Em evento realizado pela rede Diálogos Pró-Açaí, em Belém (PA), cozinhas coletivas despontam como estratégias de combate à fome

Iniciativa reuniu agroextrativistas, quilombolas, representantes de ONGs e dos governos federal e estadual

A fome tem cara, cor, gênero e local. Os maiores índices estão nas regiões Nordeste e na Amazônia. Somente aqui no Pará,  53% dos domicílios de famílias com crianças de até 10 anos estão em situação de insegurança alimentar moderada ou grave”. Com essa afirmação, Márcia Muchagata, coordenadora geral de segurança alimentar e nutricional do  Ministério do Desenvolvimento Social e Combate à Fome (MDS) iniciou sua fala no evento “Açaí: força da sociobioeconomia amazônica”, realizado em Belém nos dias 31 de maio, 1 e 2 de junho.

Ao lado dela, estavam representantes dos Ministérios do Desenvolvimento Agrário e Agricultura Familiar (MDA); do Meio Ambiente e Mudança do Clima (MMA); da Integração e do Desenvolvimento Regional (MIDR); da Empresa Brasileira de Pesquisa Agropecuária (Embrapa); do Serviço Florestal Brasileiro (SFB); da Secretaria de Estado de Desenvolvimento Agropecuária e da Pesca (Sedap/PA); da Secretaria de Estado de Meio Ambiente e Sustentabilidade (Semas/PA); do Centro Colaborador em Alimentação e Nutrição Escolar da Universidade Federal do Pará (Cecane/UFPA); e facilitadores de manejo de mínimo impacto, reunidos para debater políticas públicas em resposta aos desafios para a sustentabilidade da cadeia de valor do açaí.

◆ LINHAS DE DADOS:
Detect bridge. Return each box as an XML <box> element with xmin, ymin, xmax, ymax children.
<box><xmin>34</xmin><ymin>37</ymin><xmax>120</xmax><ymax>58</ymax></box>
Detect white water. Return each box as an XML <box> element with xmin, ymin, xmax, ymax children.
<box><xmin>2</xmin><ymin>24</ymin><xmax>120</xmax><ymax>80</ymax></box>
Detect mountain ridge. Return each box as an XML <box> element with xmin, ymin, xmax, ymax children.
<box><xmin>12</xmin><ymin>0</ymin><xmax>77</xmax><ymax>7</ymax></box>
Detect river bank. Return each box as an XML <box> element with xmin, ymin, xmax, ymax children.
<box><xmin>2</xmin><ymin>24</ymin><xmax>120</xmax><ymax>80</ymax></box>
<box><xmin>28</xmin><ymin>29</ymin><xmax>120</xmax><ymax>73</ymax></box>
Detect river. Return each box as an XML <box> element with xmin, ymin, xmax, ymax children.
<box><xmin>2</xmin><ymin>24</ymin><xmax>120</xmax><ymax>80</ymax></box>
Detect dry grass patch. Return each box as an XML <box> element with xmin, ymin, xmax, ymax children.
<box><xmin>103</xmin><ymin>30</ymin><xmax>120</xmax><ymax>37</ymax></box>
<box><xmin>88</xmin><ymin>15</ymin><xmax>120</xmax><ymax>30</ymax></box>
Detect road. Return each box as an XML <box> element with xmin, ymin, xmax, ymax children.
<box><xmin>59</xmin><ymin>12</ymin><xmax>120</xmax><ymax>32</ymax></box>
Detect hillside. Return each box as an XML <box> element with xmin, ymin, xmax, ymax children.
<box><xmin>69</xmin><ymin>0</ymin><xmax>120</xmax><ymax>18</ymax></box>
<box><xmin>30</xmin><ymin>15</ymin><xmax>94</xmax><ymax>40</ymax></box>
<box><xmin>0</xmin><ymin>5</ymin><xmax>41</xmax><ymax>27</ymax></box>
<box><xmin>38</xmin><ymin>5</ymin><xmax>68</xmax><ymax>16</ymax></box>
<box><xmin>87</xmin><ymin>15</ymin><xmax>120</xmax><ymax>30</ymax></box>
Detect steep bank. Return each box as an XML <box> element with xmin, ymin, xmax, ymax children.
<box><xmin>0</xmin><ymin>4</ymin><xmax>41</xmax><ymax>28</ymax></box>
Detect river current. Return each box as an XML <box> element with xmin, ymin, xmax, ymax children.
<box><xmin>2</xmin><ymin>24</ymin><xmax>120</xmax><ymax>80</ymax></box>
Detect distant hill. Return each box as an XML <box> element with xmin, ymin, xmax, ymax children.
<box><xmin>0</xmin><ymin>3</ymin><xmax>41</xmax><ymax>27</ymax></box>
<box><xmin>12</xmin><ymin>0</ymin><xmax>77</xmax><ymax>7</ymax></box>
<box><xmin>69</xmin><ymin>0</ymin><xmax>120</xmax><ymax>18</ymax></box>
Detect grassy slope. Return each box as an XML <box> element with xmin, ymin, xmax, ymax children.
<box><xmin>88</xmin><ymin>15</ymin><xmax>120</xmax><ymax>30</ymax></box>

◆ CONJUNTO DE TAREFAS:
**A)** Por favor, apresente como lista numerada, sem linhas em branco, o trecho dos registros que vai da linha que contém "Detect grassy slope." até o fim dos registros, com ambas as pontas incluídas.
**B)** Prossiga com a matéria sobre o evento do açaí em Belém a partir do ponto em que ela termina.

◆ RESPOSTAS ESCRITAS:
**A)**
1. Detect grassy slope. Return each box as an XML <box> element with xmin, ymin, xmax, ymax children.
2. <box><xmin>88</xmin><ymin>15</ymin><xmax>120</xmax><ymax>30</ymax></box>

**B)**
De ativos tecnológicos a programas estruturantes, em 15 minutos, cada pasta apresentou suas principais ações e programas relacionados ao desenvolvimento da cadeia do fruto que, segundo o Instituto Brasileiro de Geografia e Estatísticas (IBGE), movimenta cerca de R$ 6 bilhões ao ano.

Após as falas governamentais, Teofro Gomes, agroextrativista da comunidade Santo Ezequiel Moreno, situada em Portel, no Marajó (PA), perguntou quem, entre os colegas de mesa e os demais participantes do evento, já esteve em sua comunidade. Pouquíssimos braços no ar. Enquanto constatava o que já parecia saber, Teofro foi enfático “política pública não chega na comunidade e não dá pra discutir isso sem discutir educação”.

Uma das lideranças de Santo Ezequiel Moreno, Teofro Gomes participou da mesa redonda sobre políticas públicas, realizada pela rede Diálogos Pró-Açaí em Belém (PA)

Do quilombo Jocojó, situado em Gurupá, também no Marajó, Fábio Muniz seguiu a deixa de Teofro e afirmou que estava surpreso em ouvir tantas políticas públicas. O quilombola relatou períodos pontuais de apoio, citando organizações da sociedade civil e iniciativas de assistência técnica, mas apresentou o que chamou de uma zona de desconforto, onde enfrentam assédios de madeireiras e empresas da área do carbono, finalizando com uma cobrança. “O que o Estado quer é manter a floresta em pé. E sobra pra quem? Para os ribeirinhos? O que ele [o Estado] coloca para que eu, homem e mulher do campo, possa entrar no diálogo da conservação? Se houver uma política pública, lá estamos nós”, disse.

Para a coordenadora da Cooperativa Manejaí e da Associação dos Trabalhadores Agroextrativistas do Alto Pacajá, Gracionice Corrêa, falar de açaí e das suas diferentes formas de produção, sem antes pensar na segurança alimentar e no conforto dos que estão no território, parece não fazer sentido. Segundo ela, a reunião de agentes governamentais e de lideranças agroextrativistas foi um dos pontos altos do evento.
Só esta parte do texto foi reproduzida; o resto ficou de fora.